PROBLEM DESCRIPTION: Beginning at the line containing "ceiling shown in the photo above." and continuing to the end of the records below, give each line again exactly as it stands, and only those lines.

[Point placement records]
start

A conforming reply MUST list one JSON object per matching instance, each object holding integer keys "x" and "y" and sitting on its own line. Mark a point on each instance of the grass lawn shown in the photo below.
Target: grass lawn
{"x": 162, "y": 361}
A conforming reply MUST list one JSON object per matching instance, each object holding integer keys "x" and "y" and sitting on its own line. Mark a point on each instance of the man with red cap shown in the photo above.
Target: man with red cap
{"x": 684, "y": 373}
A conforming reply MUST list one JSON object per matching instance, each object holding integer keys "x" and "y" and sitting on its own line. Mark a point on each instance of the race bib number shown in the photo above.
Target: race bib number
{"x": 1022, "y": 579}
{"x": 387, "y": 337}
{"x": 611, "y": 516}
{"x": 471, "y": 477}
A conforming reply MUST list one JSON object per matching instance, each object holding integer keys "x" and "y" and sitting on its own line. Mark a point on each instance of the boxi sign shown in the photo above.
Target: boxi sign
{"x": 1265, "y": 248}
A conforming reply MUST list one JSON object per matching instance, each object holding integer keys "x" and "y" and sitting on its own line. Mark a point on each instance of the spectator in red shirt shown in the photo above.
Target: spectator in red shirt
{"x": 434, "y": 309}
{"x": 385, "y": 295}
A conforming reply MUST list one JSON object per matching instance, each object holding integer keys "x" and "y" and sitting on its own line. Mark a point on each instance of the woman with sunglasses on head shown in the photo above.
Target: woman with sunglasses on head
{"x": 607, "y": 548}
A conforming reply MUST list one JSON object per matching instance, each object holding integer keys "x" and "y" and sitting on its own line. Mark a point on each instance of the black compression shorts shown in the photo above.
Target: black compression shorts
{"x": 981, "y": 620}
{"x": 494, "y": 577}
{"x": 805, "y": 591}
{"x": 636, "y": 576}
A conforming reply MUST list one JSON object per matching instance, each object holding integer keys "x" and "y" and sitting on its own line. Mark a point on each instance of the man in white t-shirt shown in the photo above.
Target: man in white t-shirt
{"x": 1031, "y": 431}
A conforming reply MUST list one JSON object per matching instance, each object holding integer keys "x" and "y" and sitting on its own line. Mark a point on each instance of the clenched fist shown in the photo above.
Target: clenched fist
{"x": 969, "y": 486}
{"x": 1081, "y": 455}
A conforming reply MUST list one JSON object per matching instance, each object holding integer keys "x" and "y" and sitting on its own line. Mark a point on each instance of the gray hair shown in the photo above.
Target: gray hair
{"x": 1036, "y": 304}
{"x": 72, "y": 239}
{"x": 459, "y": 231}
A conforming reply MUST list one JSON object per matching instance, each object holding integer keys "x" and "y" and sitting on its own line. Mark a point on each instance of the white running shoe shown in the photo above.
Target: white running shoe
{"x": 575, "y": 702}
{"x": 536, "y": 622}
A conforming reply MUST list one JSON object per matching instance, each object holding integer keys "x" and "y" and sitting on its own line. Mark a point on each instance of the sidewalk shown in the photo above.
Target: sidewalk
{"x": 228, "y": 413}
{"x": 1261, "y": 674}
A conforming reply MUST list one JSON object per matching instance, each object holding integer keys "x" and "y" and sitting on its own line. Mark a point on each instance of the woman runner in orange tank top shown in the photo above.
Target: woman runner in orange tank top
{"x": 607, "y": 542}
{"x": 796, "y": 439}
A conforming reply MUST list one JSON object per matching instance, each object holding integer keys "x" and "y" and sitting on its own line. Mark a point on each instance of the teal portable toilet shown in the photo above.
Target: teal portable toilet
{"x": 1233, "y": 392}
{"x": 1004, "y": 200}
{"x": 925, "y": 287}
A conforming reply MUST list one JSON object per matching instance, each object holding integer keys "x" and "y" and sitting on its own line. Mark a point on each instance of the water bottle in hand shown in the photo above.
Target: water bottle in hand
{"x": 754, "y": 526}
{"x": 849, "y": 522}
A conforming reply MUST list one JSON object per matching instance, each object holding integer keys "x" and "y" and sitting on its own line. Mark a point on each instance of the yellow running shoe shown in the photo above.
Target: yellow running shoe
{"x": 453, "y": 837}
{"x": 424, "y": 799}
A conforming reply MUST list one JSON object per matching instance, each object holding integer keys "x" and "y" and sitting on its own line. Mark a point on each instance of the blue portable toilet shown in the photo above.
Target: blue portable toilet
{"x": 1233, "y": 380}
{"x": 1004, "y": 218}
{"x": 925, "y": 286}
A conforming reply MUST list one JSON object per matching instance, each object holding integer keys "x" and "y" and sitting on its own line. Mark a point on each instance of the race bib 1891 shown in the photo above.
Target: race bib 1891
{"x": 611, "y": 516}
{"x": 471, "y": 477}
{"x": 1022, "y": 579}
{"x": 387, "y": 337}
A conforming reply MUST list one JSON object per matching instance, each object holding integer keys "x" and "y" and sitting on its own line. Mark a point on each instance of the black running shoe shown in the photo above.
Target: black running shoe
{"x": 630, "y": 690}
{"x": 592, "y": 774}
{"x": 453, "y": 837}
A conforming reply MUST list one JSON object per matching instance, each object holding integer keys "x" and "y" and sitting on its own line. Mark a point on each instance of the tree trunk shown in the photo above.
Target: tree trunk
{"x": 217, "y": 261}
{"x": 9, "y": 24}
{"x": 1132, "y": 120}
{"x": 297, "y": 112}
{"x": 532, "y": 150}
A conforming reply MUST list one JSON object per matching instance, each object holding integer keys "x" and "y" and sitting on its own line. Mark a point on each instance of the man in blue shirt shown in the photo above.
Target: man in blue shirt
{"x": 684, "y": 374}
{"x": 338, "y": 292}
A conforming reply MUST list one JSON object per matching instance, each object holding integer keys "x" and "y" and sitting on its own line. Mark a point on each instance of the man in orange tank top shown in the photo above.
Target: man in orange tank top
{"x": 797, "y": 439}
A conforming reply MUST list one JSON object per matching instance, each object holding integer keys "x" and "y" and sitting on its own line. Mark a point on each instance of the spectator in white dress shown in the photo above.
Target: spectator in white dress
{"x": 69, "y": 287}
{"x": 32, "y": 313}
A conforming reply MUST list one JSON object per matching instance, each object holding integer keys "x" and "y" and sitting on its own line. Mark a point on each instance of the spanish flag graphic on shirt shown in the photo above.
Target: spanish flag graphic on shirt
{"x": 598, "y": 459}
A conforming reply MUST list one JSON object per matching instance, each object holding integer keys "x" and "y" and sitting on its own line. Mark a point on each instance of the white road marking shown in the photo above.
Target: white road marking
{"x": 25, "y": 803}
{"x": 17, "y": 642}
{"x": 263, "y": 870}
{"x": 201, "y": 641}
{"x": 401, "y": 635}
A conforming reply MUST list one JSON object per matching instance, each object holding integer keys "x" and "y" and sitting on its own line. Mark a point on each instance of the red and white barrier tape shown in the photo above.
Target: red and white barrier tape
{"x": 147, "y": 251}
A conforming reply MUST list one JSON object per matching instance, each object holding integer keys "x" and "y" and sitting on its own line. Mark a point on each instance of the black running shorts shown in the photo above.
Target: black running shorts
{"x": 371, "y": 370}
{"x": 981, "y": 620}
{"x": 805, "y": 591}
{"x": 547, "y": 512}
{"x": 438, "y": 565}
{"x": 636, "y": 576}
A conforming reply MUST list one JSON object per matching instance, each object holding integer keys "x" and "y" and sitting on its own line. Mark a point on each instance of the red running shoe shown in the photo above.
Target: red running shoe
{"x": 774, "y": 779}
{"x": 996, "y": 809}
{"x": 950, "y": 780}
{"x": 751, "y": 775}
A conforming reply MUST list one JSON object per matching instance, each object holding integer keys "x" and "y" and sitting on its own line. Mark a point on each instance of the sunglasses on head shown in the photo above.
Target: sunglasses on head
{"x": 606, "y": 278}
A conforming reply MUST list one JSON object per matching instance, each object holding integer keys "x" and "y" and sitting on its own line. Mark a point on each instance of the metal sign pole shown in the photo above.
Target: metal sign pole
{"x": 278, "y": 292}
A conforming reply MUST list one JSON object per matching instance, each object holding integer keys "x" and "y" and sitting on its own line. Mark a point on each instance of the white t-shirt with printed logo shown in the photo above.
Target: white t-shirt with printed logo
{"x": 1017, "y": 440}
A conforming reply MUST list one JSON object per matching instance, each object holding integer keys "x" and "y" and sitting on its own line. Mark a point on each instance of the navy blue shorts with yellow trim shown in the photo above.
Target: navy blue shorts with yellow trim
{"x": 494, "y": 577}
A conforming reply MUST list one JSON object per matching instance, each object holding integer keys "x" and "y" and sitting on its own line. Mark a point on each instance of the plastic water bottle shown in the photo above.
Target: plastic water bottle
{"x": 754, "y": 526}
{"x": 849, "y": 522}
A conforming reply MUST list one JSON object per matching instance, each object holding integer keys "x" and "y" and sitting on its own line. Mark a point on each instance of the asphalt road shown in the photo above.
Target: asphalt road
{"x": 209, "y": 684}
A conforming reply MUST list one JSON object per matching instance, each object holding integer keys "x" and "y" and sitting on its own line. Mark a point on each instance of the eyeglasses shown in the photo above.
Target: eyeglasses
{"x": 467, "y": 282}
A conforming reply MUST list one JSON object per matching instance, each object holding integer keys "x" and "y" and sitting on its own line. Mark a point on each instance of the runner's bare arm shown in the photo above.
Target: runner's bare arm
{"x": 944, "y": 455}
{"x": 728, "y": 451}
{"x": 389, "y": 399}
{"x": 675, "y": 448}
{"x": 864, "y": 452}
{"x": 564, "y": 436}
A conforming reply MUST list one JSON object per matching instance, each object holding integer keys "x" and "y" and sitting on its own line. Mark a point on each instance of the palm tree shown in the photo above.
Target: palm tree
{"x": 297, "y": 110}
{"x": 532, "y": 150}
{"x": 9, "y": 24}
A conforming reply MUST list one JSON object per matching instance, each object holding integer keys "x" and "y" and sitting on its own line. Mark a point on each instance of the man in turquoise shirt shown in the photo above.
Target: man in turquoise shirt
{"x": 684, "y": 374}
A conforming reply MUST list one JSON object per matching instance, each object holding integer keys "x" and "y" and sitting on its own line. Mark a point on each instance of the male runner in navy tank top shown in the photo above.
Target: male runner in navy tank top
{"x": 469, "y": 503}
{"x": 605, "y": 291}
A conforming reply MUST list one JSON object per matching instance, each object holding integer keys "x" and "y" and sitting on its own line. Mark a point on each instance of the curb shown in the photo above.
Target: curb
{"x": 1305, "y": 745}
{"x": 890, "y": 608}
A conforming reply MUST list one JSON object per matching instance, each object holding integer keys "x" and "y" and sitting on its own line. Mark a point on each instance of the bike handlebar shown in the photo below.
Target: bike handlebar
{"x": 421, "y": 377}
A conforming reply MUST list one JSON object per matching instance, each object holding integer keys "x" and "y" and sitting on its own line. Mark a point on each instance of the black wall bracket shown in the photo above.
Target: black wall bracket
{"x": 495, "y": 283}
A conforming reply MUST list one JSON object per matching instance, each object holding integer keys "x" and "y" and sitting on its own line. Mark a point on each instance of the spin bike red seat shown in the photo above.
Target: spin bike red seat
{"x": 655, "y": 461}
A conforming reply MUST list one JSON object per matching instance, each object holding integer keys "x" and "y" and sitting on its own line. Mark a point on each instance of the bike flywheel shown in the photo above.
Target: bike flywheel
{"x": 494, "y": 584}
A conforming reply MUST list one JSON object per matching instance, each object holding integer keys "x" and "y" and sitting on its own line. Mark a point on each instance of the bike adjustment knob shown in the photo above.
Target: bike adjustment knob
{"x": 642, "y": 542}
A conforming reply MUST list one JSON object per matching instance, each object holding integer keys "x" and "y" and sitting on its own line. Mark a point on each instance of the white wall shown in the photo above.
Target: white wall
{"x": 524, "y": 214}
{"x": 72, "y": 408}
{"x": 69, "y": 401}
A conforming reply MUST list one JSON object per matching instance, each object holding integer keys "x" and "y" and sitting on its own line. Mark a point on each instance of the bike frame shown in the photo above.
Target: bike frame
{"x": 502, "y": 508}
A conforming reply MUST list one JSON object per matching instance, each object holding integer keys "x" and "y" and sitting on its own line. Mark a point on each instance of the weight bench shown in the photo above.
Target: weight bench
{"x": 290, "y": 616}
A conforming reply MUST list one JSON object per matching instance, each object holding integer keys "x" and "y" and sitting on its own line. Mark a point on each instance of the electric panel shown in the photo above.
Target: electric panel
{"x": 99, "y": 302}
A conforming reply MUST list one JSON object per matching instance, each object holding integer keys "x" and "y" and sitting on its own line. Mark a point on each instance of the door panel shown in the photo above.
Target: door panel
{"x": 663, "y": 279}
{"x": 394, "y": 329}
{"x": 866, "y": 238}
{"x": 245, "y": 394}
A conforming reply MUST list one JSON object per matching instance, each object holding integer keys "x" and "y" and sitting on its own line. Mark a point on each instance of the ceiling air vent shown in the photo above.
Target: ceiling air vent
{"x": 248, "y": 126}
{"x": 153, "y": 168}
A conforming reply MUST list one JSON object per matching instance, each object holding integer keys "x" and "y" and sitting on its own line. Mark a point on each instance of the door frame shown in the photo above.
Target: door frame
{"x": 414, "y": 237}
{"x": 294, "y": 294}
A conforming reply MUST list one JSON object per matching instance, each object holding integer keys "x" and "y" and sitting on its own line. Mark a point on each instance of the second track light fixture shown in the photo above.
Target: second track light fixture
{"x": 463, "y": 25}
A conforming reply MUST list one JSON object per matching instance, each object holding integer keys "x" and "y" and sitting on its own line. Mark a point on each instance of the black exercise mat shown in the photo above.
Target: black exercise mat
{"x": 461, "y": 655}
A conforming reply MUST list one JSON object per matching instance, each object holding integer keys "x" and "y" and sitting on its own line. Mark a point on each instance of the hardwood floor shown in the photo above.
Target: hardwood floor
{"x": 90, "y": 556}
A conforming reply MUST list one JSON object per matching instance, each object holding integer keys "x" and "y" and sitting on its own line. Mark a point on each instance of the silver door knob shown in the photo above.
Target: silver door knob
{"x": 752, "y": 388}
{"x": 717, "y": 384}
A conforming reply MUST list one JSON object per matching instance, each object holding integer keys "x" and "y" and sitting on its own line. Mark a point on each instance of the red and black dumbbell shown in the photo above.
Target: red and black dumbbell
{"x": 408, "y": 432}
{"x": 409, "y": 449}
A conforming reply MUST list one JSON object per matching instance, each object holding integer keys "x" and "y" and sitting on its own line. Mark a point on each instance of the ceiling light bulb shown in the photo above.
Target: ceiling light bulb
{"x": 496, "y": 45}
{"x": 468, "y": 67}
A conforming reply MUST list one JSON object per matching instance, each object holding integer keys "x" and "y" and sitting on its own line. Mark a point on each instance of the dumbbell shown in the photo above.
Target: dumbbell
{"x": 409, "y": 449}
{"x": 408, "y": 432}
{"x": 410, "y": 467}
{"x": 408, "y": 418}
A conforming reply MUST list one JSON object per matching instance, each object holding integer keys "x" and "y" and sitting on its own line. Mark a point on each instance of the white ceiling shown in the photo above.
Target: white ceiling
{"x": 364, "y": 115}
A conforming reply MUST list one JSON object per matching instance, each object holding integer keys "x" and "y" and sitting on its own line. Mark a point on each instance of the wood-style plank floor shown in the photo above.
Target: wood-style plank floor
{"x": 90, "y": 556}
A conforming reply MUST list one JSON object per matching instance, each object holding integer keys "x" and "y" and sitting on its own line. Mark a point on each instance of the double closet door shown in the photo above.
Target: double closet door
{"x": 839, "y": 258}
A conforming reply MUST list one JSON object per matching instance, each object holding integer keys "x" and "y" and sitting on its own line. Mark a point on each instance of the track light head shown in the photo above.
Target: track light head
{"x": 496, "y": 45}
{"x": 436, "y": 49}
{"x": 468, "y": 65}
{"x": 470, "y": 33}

end

ANSWER:
A conforming reply MUST list one JSON object per matching instance, each object holding integer keys "x" and "y" and sitting on its own line. Mark a point on each instance of the white ceiling shown in the photo above.
Target: white ceiling
{"x": 364, "y": 115}
A conforming reply MUST list one JSON object per matching instance, each object holding integer keys "x" and "y" and sitting on its own line. Mark a point on each instance of the wood-style plank floor shown in the photo above.
Target: wood-style plank floor
{"x": 90, "y": 556}
A conforming reply MUST list one JSON object per matching instance, each object holding integer keys "x" and "y" and sitting on its own line. Mark a point on each instance of the double closet door shown in the photo above.
Target: double closet door
{"x": 839, "y": 258}
A conforming reply MUST list one JSON object per matching instance, each object holding integer keys "x" and "y" and sitting on its own line. Mark a point on each instance of the track light head shown in the photo above.
Target: track light head
{"x": 496, "y": 45}
{"x": 436, "y": 49}
{"x": 468, "y": 65}
{"x": 470, "y": 33}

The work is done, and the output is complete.